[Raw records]
— Begin —
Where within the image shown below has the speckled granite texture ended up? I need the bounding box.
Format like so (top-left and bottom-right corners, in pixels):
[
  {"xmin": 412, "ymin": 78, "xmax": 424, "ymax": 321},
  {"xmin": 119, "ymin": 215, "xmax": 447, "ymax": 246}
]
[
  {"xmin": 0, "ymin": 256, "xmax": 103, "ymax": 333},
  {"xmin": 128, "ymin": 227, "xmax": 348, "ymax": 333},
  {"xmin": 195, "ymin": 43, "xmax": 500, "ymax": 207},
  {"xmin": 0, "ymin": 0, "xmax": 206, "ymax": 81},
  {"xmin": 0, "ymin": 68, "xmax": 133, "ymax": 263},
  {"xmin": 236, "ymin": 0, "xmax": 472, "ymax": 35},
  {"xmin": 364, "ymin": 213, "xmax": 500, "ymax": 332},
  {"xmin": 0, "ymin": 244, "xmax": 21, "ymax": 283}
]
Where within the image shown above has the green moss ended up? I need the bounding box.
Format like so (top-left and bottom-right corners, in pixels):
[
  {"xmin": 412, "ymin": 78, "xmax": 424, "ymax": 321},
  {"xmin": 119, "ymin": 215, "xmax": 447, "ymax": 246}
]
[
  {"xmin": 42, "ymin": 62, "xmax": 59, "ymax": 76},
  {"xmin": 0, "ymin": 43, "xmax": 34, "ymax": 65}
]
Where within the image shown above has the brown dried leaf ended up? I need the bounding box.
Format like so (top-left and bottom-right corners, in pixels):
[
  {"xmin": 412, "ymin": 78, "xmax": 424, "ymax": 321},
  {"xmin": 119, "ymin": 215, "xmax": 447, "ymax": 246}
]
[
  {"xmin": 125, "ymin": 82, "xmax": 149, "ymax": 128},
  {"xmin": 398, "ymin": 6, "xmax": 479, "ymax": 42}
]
— End —
Edit the data from the line containing "Where within the image shown above has the green" through the end, changing "ended up" to "turned up" and leaving everything else as it is. Give back only those lines.

Where within the image shown above has the green moss turned up? I need the bounding box.
Format like so (top-left and bottom-right corners, in pixels):
[
  {"xmin": 412, "ymin": 78, "xmax": 424, "ymax": 321},
  {"xmin": 119, "ymin": 215, "xmax": 447, "ymax": 246}
]
[
  {"xmin": 42, "ymin": 62, "xmax": 59, "ymax": 76},
  {"xmin": 0, "ymin": 43, "xmax": 34, "ymax": 65}
]
Where within the image shown above has the brown dried leaf turned up? I need the bounding box.
Format like so (top-left and bottom-right corners, in pixels):
[
  {"xmin": 412, "ymin": 78, "xmax": 424, "ymax": 321},
  {"xmin": 119, "ymin": 215, "xmax": 447, "ymax": 246}
]
[
  {"xmin": 125, "ymin": 82, "xmax": 149, "ymax": 128},
  {"xmin": 398, "ymin": 6, "xmax": 479, "ymax": 42}
]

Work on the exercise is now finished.